- [WORK TO BE COMPLETED]: Begin at the line that has "Where can the small" and stop after the line that has "<point>238,390</point>". Write out every line in that span, multiplying each answer coordinate by 2.15 and rounding to a whole number (halves round up), and leave the sample point in the wording unchanged.

Excerpts of location labeling data
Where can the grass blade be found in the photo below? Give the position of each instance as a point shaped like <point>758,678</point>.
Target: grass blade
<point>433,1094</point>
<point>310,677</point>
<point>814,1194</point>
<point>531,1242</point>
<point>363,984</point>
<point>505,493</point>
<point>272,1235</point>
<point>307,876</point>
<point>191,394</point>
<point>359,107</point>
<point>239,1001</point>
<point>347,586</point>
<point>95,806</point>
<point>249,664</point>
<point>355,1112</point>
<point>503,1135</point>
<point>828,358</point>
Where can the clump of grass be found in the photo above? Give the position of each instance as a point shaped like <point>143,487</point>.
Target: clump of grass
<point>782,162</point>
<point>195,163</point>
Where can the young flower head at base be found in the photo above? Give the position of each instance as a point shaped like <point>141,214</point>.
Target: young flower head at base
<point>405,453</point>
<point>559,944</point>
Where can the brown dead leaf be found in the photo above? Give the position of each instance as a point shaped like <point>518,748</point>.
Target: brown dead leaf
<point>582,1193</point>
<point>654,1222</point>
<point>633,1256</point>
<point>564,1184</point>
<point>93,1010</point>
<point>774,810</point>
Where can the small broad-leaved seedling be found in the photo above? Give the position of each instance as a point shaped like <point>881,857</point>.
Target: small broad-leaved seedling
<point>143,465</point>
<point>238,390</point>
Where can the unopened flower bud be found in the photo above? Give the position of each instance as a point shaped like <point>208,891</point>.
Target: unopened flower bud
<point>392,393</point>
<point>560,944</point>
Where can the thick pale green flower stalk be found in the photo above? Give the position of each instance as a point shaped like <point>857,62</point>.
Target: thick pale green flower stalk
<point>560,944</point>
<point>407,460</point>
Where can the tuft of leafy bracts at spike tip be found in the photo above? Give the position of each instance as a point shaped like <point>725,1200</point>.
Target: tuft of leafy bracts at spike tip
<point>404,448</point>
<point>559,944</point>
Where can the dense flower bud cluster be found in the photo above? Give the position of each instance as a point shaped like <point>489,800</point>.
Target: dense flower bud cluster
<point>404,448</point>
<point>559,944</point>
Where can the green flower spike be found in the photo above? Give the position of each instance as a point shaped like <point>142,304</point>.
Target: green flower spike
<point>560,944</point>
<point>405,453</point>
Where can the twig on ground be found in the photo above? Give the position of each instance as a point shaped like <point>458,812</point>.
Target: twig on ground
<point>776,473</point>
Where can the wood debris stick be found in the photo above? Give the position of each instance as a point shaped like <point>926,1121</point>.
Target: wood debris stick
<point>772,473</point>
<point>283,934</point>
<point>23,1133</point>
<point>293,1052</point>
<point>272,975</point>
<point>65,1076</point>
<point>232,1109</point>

- [CORRECT ANSWER]:
Where can the small broad-leaved seedling be found in the photo above? Give the position of each instance as a point shaped like <point>881,857</point>.
Target: small broad-leaved seedling
<point>307,1000</point>
<point>512,839</point>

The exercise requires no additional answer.